*** Information provided ***

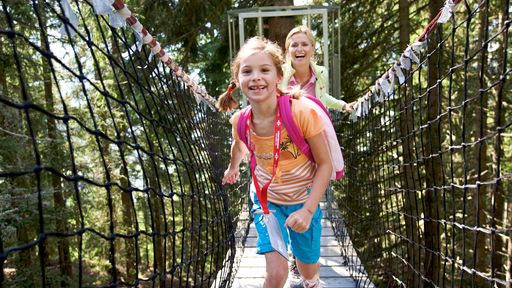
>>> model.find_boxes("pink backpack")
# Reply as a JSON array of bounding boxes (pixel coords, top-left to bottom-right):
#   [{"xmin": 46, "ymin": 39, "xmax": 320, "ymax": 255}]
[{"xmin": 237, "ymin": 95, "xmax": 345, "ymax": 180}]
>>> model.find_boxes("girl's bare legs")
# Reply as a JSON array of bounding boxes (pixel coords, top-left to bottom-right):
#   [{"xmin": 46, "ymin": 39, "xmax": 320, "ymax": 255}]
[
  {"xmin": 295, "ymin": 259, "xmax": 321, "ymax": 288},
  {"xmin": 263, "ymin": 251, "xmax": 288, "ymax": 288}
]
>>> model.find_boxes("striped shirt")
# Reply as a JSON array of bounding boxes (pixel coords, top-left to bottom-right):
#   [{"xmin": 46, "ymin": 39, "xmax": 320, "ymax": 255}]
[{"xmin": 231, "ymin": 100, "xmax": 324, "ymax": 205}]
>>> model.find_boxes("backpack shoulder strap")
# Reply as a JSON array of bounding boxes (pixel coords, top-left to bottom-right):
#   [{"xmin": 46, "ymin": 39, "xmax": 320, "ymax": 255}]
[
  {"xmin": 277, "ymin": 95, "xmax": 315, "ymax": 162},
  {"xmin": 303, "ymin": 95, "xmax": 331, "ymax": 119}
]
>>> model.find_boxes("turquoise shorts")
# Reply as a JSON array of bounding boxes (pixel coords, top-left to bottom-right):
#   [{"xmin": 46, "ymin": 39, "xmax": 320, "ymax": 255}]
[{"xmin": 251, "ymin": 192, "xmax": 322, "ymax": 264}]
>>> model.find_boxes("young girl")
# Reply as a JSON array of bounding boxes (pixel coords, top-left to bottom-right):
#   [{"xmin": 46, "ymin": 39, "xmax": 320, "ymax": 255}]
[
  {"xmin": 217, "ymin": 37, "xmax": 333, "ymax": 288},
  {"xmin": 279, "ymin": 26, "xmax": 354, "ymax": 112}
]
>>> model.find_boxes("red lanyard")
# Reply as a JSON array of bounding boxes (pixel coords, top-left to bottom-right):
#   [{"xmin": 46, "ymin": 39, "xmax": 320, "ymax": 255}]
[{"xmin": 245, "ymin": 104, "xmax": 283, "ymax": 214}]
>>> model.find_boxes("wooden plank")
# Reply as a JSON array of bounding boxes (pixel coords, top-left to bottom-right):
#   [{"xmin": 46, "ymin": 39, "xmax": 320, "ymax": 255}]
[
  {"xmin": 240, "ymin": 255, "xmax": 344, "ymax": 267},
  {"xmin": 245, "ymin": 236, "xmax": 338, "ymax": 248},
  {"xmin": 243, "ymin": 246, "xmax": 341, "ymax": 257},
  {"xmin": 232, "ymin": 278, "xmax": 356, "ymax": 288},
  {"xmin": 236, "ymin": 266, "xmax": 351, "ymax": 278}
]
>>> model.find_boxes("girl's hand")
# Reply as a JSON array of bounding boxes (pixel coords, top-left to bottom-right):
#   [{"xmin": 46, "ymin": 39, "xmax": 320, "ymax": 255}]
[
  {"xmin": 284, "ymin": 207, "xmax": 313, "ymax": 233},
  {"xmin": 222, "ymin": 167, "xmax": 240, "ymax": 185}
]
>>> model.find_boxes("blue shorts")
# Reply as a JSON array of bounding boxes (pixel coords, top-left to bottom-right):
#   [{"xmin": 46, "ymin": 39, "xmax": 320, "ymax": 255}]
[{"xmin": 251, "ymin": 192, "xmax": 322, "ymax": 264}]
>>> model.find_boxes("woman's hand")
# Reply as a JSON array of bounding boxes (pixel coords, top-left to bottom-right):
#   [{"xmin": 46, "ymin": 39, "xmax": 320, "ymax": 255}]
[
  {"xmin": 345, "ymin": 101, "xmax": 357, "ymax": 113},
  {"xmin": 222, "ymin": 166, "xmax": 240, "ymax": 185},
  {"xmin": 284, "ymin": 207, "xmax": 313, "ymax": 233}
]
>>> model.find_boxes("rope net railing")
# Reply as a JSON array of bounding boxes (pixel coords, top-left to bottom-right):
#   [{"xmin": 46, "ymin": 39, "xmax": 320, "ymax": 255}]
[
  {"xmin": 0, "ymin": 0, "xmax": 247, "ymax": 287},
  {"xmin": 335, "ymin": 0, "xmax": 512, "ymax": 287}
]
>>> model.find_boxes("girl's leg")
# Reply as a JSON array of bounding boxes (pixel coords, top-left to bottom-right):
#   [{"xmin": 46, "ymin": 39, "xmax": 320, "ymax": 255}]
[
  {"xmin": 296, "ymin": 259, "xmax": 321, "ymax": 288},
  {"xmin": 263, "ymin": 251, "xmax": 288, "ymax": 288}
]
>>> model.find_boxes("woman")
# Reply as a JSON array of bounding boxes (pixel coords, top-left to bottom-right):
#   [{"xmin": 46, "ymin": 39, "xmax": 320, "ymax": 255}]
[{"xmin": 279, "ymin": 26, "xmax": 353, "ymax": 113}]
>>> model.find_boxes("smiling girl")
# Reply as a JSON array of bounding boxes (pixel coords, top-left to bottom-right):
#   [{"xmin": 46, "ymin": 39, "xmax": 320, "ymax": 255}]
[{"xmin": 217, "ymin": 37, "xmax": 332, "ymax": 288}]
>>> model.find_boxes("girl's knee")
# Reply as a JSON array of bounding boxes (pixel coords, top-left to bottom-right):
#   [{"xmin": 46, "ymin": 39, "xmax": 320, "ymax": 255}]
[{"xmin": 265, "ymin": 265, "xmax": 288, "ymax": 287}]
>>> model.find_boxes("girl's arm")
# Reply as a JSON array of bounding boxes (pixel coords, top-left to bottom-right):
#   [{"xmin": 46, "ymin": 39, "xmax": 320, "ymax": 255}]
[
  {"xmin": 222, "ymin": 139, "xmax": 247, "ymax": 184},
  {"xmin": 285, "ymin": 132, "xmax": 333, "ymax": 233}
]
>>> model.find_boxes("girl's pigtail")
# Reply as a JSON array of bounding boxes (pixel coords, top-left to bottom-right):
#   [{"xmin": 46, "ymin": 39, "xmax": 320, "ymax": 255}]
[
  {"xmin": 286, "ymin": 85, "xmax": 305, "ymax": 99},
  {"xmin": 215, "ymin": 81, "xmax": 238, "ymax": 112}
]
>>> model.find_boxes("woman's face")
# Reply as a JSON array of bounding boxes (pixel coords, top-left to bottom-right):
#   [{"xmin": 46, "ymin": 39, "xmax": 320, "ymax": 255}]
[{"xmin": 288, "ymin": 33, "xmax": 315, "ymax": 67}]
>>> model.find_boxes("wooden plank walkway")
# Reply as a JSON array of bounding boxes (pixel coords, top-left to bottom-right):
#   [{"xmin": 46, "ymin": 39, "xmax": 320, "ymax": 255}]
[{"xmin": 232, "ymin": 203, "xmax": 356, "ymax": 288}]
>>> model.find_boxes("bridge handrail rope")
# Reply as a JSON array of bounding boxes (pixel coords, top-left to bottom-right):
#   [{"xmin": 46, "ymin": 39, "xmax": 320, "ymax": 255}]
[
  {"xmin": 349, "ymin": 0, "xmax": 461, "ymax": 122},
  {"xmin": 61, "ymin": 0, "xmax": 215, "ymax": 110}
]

***
*** Information provided ***

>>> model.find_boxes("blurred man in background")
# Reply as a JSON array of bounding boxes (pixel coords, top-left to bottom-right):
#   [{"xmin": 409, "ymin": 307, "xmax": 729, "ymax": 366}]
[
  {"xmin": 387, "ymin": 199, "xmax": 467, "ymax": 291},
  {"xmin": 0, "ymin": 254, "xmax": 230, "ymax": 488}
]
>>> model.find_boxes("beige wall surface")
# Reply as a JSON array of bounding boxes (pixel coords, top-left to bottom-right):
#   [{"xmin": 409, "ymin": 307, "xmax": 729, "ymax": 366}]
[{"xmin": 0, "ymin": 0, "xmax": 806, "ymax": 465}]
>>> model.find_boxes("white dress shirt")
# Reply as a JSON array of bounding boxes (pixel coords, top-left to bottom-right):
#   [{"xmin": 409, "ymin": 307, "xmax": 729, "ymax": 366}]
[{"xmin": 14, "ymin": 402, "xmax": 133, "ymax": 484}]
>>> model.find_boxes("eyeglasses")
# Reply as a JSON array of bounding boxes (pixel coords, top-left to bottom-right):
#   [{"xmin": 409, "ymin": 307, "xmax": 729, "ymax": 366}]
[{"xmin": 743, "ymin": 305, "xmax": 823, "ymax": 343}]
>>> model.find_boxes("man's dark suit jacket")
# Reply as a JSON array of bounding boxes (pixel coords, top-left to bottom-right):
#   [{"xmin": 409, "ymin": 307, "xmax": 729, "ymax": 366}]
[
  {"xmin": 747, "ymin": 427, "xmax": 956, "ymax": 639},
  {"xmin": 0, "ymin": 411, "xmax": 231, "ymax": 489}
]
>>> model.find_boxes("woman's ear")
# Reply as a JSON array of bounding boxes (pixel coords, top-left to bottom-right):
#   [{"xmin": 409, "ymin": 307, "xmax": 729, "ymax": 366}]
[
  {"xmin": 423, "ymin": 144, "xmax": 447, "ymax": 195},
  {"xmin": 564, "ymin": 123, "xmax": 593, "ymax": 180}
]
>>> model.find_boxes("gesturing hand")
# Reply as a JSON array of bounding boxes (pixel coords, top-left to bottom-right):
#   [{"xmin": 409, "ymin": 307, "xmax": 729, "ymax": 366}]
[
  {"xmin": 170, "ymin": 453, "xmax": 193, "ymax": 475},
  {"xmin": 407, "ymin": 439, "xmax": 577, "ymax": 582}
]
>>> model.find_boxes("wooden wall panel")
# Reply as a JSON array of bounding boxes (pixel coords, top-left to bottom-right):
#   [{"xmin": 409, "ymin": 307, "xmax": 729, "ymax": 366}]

***
*** Information provided ***

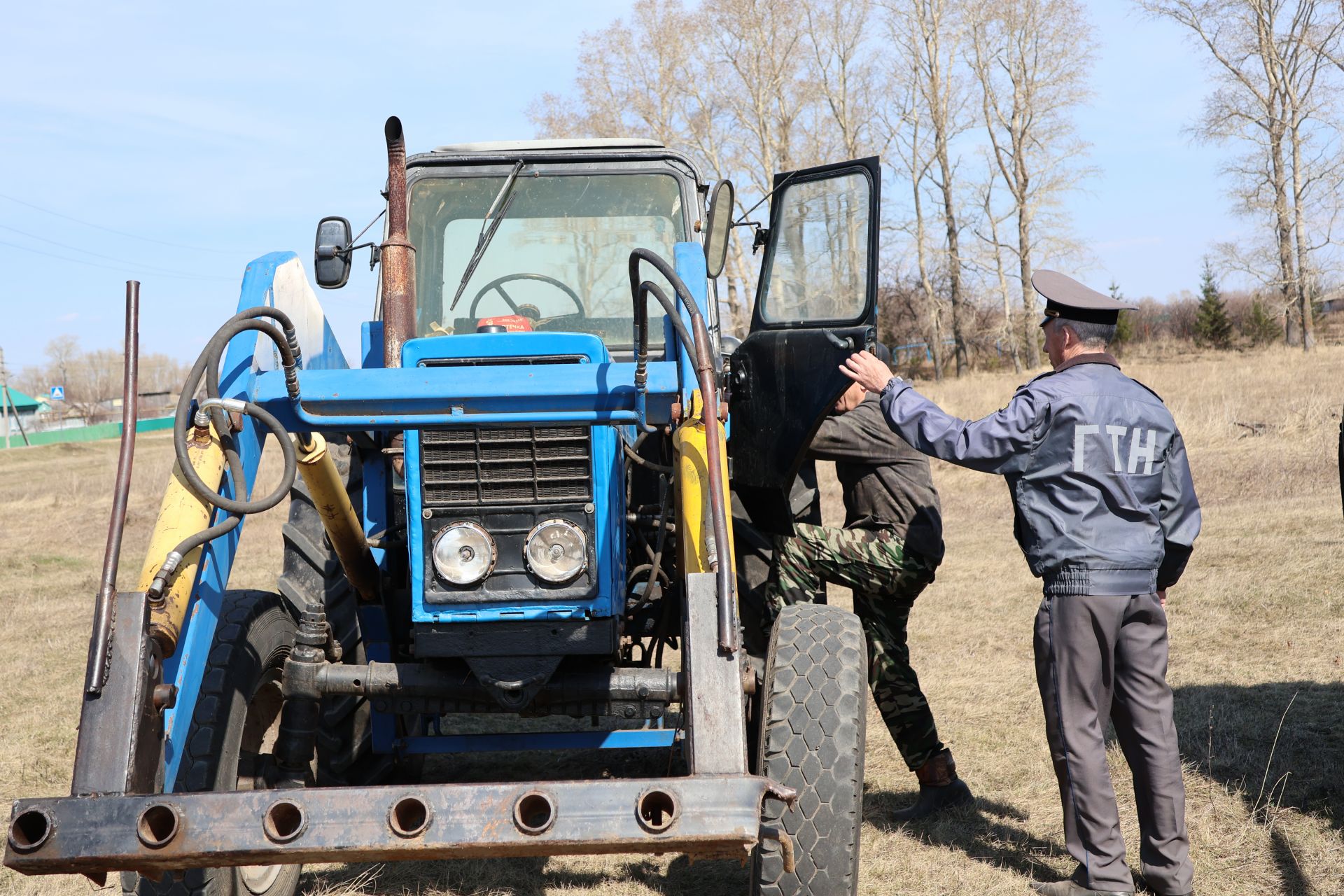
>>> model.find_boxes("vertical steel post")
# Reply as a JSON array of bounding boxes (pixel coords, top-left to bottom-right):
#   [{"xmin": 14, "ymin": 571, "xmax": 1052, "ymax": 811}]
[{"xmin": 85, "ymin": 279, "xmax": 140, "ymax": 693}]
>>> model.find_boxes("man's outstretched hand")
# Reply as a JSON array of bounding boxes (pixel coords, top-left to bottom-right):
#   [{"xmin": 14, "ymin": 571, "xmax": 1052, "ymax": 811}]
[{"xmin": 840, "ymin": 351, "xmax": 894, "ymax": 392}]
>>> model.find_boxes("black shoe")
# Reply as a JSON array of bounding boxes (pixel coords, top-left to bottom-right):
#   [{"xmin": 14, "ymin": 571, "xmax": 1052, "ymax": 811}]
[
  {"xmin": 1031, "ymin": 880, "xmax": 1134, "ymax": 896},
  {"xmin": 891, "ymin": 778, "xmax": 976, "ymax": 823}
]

***

Which of the lines above contain the word "plank"? Copy out each of them.

>>> model.find_boxes("wooden plank")
>>> model.find_boxes("wooden plank walkway")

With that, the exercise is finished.